**Texto de referência**
_ _ _ _ _ _ _
O Brasil tem a doença de Aujeszky sob controle, sobretudo no Estado de Santa Catarina, onde surtos localizados ocorrem. No mercado já existe vacina inativada e não-transgênica para a doença de Aujeszky. Especialistas admitiram que antes da liberação seria necessário estudar o uso dos dejetos de suínos vacinados. Neste sentido, uma preocupação emergente está relacionada com a utilização desses dejetos na alimentação de peixes, pratica comum entre criadores. No entanto, esses estudos não foram feitos.
A rigor, nenhum estudo ambiental foi feito. Desta forma, não é possível antever o que acontecerá com o uso de dejetos de animais vacinados para alimentação de peixes ou mesmo com a disseminação do vírus transgênico em animais secundários, ou ainda com outros riscos.
A literatura científica usada pela empresa solicitante é de 1991. Portanto, totalmente desatualizada. Ela também não informa se algo aconteceu depois da liberação nos Estados Unidos que é da mesma data. Esses aspectos apenas reforçam a necessidade premente de a CTNBio desenvolver seus parâmetros internos para recebimento e análise dos processos.
A empresa Shering-Plough, que solicitou a liberação para importação e comercialização não tem o Certificado de Qualidade em Biossegurança – CQB,exigida por lei para todas instituições que manipulam OGMs.
_ _ _ _ _ _ _
**Dados fornecidos**

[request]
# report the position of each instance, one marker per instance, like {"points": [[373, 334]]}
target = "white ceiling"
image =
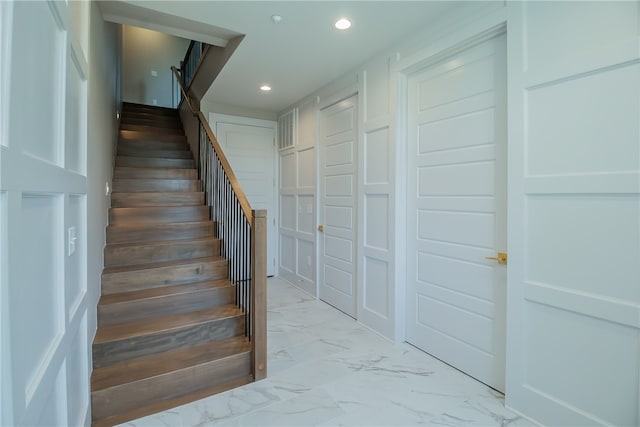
_ _ _ _ _ _ _
**Atividades propostas**
1. Segundo o texto sobre a vacina contra a doença de Aujeszky, quais consequências não podem ser antevistas por não ter sido feito nenhum estudo ambiental? Liste todas.
2. Responda com base no texto sobre a vacina contra a doença de Aujeszky:
(a) Em qual estado brasileiro ocorrem surtos localizados da doença?
(b) De que ano é a literatura científica usada pela empresa solicitante?
(c) Qual certificado, exigido por lei para instituições que manipulam OGMs, a empresa solicitante não possui?
3. Redija a continuação do texto sobre a liberação da vacina contra a doença de Aujeszky, a partir do ponto em que ele termina.

**Respostas do exercício**
1.
- O que acontecerá com o uso de dejetos de animais vacinados para alimentação de peixes
- A disseminação do vírus transgênico em animais secundários
- Outros riscos

2.
(a) Santa Catarina.
(b) 1991.
(c) O Certificado de Qualidade em Biossegurança (CQB).

3.
A vacinação pode se constituir em motivo para barreira comercial, porque animais vacinados não se distinguem de doentes, pelos métodos sorológicos. Contudo, estas condicionantes não estavam presente no processo.
Por estas razões, o pedido da Shering-Plough para comercialização da vacina foi analisado e negado em novembro deste ano, por 17 (dezessete) votos favoráveis e apenas 4 (quatro) contrários. Portanto, a exigência de quorum mínimo de 2/3 de votos favoráveis assegura uma participação mais expressiva dos representantes, além de representar maior legitimidade, consistência e segurança das decisões tomadas."
Liberação da colheita do algodão transgênico
"Esta emenda é a pura e simples reedição do fato consumado da soja transgênica e deve ser rejeitada. Caso aceita, ela representará uma desmoralização à própria Lei de Biossegurança e à capacidade do Estado de fazer cumpri-la.
O que se espera é que o poder público investigue a origem dessas sementes e puna os contraventores. A CTNBio já debateu o assunto do plantio ilegal de variedades de algodão transgênico e recomendou a destruição das lavouras plantadas a partir de sementes contrabandeadas, conforme o Parecer Técnico nº 587/2006.
Sobre o uso de fibras ou caroços oriundos das lavouras ilegais, a CTNBio também já se pronunciou sobre o assunto, estabelecendo em sua Portaria 587 que ‘em hipótese alguma o produto colhido (sementes e fibras) deverá ser utilizado e sim totalmente enterrado’. Assim, para evitar que as decisões da CTNBio sejam banalizadas, é fundamental que esta emenda seja rejeitada."